Set of tasks
A – Can you rewrite the paragraph beginning "The null hypothesis (H0 ) assumes" in the chi-square module as a short list?
B – According to the chi-square module, what are the two types of chi-square tests?
C – Extend the chi-square module from its last sentence, carrying on with the hostel example.
BEGIN Source document
Module 14

Chi-square and tests for proportions

Introduction

  • Chi-square analysis is about testing the association between two nominal variables (or, categorical variables), for example, if there's any association between gender (male or female) and favourite colour (e.g., red/yellow/green, etc.)

  • If there's no association between two categorical variables, the allocation of each combination should be even (or weighted even). If there's an association, the actual, observed allocation of each combination will deviate from the even one. The test of such difference is the chi-square test.

1. Chi-square

1.1 What is chi-square?

  • The chi-square (χ2) statistic is a measure of the difference between the observed and expected frequencies of the outcomes of a set of events or variables.

  • The data used in calculating the chi-square statistic must be random, raw, mutually exclusive, drawn from independent variables and a large enough sample.

  • There are two types of chi-square tests - the goodness of fit test and the test of independence.

1.2 Goodness of fit test

The goodness of fit test is applied when you have one categorical variable with two or more values from a single population.

The null hypothesis (H0 ) assumes that there is no significant difference between the observed and the expected value. The alternative hypothesis (H1) assumes that there is a significant difference between the observed and the expected value.

1.3 Example 1: Hostel

Some people said that students' preferences for living hostel shared the same proportion (i.e. 1:1:1:1 ratio). We use the goodness of fit test to examine this hypothesis.
END Source document
BEGIN Extracted material
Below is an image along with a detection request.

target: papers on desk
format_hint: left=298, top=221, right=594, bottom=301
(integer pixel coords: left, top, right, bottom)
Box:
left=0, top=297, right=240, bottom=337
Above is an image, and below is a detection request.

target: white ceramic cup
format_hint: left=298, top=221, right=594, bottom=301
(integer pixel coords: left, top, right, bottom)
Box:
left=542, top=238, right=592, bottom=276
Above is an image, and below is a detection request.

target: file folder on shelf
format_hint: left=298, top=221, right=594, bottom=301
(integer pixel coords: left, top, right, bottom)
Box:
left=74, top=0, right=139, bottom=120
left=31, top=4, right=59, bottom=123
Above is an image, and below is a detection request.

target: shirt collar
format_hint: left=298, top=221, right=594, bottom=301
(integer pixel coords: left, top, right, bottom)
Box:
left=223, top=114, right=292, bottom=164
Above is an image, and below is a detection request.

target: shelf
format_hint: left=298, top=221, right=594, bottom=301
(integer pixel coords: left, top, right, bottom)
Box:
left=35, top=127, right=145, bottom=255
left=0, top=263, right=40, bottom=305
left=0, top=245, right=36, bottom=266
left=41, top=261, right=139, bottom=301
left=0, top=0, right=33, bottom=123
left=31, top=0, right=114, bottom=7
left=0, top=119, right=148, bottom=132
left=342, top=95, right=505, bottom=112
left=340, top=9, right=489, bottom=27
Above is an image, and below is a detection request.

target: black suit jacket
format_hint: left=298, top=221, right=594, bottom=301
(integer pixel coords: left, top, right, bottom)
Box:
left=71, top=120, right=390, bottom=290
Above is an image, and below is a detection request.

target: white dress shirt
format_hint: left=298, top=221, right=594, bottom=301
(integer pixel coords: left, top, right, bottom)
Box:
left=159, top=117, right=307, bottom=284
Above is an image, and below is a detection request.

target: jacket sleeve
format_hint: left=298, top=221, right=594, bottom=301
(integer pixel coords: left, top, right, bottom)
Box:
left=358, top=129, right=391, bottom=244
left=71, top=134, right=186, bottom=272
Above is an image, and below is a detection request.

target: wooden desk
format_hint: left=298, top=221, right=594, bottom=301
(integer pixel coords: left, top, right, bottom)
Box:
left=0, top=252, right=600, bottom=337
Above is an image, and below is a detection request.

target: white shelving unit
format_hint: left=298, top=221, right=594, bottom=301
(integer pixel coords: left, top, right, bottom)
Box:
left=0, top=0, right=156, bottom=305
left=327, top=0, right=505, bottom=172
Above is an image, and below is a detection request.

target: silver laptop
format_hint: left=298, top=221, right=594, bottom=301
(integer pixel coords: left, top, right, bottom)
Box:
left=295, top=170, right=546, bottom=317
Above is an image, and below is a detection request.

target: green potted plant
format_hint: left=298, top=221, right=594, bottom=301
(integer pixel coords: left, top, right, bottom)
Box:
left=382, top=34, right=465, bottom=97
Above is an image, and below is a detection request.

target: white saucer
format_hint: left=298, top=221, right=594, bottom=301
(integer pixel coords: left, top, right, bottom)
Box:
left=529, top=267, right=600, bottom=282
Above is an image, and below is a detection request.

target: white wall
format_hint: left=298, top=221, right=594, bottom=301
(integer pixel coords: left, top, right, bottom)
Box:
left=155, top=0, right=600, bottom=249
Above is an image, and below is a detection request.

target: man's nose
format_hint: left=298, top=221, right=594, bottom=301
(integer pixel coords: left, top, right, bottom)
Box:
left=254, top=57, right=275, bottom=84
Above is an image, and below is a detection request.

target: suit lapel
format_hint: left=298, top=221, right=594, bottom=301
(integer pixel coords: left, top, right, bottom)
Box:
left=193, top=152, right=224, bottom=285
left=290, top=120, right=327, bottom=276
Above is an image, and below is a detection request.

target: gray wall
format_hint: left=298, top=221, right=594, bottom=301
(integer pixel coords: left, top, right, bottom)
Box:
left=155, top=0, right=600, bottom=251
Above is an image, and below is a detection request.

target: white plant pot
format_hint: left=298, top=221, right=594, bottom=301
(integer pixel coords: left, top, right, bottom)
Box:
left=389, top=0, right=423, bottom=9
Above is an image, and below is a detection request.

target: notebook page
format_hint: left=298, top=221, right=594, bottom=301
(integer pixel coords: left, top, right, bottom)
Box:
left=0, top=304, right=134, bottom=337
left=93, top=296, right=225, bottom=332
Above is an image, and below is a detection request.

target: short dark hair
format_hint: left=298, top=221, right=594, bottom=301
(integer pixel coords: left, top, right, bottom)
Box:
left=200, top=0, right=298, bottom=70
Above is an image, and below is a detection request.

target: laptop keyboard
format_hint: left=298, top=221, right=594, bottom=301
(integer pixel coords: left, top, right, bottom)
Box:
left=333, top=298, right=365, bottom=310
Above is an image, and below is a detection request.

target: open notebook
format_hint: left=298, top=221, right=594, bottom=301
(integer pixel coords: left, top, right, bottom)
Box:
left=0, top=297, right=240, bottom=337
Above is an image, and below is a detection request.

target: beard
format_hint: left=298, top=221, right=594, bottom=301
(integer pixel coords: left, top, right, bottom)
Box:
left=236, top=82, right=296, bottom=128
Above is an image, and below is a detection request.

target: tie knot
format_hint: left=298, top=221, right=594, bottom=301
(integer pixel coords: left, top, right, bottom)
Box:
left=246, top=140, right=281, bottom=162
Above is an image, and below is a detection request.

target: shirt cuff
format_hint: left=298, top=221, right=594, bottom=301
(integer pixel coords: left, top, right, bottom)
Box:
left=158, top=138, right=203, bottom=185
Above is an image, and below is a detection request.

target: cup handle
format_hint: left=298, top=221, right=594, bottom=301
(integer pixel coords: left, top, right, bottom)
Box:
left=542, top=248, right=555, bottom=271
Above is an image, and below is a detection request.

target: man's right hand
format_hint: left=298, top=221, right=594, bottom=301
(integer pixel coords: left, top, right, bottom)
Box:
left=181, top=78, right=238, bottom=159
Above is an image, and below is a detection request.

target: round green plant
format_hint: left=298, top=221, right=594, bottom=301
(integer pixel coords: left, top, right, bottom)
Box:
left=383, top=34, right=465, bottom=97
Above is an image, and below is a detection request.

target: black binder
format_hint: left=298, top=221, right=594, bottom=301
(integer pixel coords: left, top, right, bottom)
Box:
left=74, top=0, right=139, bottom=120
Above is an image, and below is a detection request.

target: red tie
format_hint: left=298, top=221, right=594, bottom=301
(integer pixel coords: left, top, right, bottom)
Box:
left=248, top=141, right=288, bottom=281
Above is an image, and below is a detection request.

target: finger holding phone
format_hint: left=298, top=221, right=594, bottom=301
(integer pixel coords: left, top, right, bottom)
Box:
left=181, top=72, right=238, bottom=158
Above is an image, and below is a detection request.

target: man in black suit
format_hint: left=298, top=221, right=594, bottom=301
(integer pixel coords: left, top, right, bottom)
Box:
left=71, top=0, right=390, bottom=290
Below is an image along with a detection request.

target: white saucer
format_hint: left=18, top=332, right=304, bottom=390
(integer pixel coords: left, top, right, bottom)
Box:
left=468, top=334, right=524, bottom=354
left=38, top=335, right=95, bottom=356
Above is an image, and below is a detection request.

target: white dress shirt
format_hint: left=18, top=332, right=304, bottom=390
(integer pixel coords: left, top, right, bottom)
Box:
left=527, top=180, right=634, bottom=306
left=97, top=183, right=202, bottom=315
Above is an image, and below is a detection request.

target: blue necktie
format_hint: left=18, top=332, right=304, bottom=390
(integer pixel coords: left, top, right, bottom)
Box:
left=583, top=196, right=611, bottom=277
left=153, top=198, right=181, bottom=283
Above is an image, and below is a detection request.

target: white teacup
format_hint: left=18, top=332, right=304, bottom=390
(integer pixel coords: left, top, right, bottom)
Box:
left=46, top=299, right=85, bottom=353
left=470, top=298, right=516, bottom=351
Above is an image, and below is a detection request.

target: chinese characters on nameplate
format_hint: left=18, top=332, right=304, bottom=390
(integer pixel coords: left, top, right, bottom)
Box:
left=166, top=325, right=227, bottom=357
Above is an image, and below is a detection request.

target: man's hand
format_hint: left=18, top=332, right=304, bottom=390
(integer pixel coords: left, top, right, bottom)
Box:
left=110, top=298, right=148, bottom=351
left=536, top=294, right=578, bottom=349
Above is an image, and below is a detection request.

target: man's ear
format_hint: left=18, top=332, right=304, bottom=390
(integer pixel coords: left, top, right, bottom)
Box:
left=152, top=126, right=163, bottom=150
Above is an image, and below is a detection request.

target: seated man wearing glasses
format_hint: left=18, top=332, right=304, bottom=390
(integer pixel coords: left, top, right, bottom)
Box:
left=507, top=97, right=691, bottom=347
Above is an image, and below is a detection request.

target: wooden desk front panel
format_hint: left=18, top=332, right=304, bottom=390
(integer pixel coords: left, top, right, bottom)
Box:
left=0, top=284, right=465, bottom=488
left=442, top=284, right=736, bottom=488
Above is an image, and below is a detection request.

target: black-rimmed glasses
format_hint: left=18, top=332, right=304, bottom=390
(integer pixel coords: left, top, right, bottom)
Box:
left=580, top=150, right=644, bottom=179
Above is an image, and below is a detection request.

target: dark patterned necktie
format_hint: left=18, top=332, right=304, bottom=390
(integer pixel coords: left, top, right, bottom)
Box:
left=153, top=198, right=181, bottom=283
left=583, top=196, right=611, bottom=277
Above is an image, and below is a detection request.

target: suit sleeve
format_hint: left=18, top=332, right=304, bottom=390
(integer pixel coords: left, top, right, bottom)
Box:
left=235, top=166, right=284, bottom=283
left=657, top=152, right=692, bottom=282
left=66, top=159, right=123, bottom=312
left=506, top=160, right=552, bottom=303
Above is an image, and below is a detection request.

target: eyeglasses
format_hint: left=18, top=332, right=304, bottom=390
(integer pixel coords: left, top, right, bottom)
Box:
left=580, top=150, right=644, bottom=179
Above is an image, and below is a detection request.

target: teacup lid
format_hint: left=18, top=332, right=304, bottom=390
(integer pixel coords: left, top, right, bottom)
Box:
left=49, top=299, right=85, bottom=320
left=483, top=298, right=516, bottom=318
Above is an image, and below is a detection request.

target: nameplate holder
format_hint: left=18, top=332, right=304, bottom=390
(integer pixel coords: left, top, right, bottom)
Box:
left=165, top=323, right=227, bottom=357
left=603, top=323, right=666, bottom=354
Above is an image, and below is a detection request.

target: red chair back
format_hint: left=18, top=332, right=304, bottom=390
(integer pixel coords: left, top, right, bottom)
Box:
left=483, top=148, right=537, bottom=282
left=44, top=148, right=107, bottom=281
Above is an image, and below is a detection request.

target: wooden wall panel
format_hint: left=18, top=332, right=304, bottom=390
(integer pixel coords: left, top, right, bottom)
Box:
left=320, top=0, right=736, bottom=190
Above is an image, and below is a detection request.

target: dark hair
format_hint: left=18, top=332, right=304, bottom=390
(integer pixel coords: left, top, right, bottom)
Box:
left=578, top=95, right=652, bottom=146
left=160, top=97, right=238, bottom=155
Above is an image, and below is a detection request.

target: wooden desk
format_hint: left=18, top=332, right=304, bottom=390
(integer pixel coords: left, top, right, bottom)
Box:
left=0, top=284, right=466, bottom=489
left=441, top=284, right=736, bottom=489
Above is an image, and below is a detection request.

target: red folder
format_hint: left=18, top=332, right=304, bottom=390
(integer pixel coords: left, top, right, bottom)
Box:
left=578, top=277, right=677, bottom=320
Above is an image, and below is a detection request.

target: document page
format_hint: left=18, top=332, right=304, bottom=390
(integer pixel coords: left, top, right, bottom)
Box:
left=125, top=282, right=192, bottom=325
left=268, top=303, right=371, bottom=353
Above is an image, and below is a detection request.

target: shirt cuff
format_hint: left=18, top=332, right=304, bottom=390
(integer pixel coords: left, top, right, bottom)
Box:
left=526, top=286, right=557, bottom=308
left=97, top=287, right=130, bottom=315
END Extracted material
Answers to the problems
A –
- Null hypothesis (H0): no significant difference between the observed and expected values.
- Alternative hypothesis (H1): a significant difference between the observed and expected values.

B – The goodness of fit test and the test of independence.

C –
Q: Do students' preferences for living hostel have the consistent proportions as expected?

A: We use the “χ2 Goodness of fit" under “Frequencies” in jamovi.

Module 4 Example 1.3 Chi-squared Hostel.mp4

1.3.1 Result Interpretation

Conclusion/ Interpretation (APA format):

Students' preferences for living hostel was not equally distributed in the population, X2 (3, N = 1000) = 266, p < .001.

1.4 Test of independence

The test of independence compares two sets of data in a contingency table to see if there is an association. It can only assess the associations, but cannot provide any inferences about causation.

The data must meet the following requirements:

  • Large random sample size

    • The expected frequency of each category must be at least 5

  • Two categorical variables

  • Two or more groups for each variable

  • Independence of observations

    • There is no relationship between the subjects in each group.

    • The categorical variables are not "paired" in any way (e.g. pre-test/post-test observations)

The null hypothesis (H0 ) assumes that two variables are not associated with each other. The alternative hypothesis (H1) assumes that two variables are associated with each other.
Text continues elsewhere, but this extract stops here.